**DIRECTIVE A:**
Turn the records, from their first line through the line containing "184,208,217,310" (both included), into a numbered list with blank lines omitted.

**QUOTED PASSAGE:**
(begin)
What She Wants: An explanation for what is poisoning the forest and a promise of aid. If the party acknowledges the corruption and pledges to help cleanse it, she offers safe passage and guides through the forest's most treacherous sections. If the party is dismissive, she allows them to pass but does not help; the remainder of the journey is more difficult and dangerous.

Roleplaying the Leader: Direct, proud, and deeply concerned beneath a stoic exterior. She does not beg. She states facts. "The trees are dying. Our children cough blood. Something in the deep forest is poisoning the water, the soil, the air. If you know what it is, speak. If you can help, say so. If not, pass through and do not return."
(end)
**DIRECTIVE B:**
Copy out the passage about the forest leader word for word, in full.

**PROVIDED RECORDS:**
(begin)
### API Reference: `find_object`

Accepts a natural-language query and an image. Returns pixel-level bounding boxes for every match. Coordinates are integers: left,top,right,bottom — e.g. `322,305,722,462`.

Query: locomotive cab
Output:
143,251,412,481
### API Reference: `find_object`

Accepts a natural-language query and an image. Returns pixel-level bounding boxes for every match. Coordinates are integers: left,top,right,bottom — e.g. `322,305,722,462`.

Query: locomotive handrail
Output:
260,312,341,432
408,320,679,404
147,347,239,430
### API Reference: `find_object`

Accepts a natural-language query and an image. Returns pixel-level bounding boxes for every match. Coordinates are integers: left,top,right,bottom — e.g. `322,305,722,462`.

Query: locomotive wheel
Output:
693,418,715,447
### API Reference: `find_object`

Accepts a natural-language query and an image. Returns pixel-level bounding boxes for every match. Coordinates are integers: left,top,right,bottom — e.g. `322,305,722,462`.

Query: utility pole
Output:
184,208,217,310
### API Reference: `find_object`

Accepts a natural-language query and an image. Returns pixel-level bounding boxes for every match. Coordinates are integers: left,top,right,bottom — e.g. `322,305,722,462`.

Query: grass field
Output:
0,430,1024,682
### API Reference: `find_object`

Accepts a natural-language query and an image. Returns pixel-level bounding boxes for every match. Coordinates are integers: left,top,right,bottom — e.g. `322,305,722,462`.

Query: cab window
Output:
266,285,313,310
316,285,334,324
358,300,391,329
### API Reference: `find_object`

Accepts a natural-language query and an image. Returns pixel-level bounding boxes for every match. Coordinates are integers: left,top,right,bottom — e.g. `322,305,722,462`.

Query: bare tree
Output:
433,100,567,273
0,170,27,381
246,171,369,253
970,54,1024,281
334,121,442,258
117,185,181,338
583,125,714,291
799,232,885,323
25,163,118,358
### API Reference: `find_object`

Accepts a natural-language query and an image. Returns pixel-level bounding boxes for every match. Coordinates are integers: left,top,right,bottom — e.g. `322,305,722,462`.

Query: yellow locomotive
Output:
(end)
**TASK RESPONSE A:**
1. ### API Reference: `find_object`
2. Accepts a natural-language query and an image. Returns pixel-level bounding boxes for every match. Coordinates are integers: left,top,right,bottom — e.g. `322,305,722,462`.
3. Query: locomotive cab
4. Output:
5. 143,251,412,481
6. ### API Reference: `find_object`
7. Accepts a natural-language query and an image. Returns pixel-level bounding boxes for every match. Coordinates are integers: left,top,right,bottom — e.g. `322,305,722,462`.
8. Query: locomotive handrail
9. Output:
10. 260,312,341,432
11. 408,320,679,404
12. 147,347,239,430
13. ### API Reference: `find_object`
14. Accepts a natural-language query and an image. Returns pixel-level bounding boxes for every match. Coordinates are integers: left,top,right,bottom — e.g. `322,305,722,462`.
15. Query: locomotive wheel
16. Output:
17. 693,418,715,447
18. ### API Reference: `find_object`
19. Accepts a natural-language query and an image. Returns pixel-level bounding boxes for every match. Coordinates are integers: left,top,right,bottom — e.g. `322,305,722,462`.
20. Query: utility pole
21. Output:
22. 184,208,217,310

**TASK RESPONSE B:**
What She Wants: An explanation for what is poisoning the forest and a promise of aid. If the party acknowledges the corruption and pledges to help cleanse it, she offers safe passage and guides through the forest's most treacherous sections. If the party is dismissive, she allows them to pass but does not help; the remainder of the journey is more difficult and dangerous.

Roleplaying the Leader: Direct, proud, and deeply concerned beneath a stoic exterior. She does not beg. She states facts. "The trees are dying. Our children cough blood. Something in the deep forest is poisoning the water, the soil, the air. If you know what it is, speak. If you can help, say so. If not, pass through and do not return."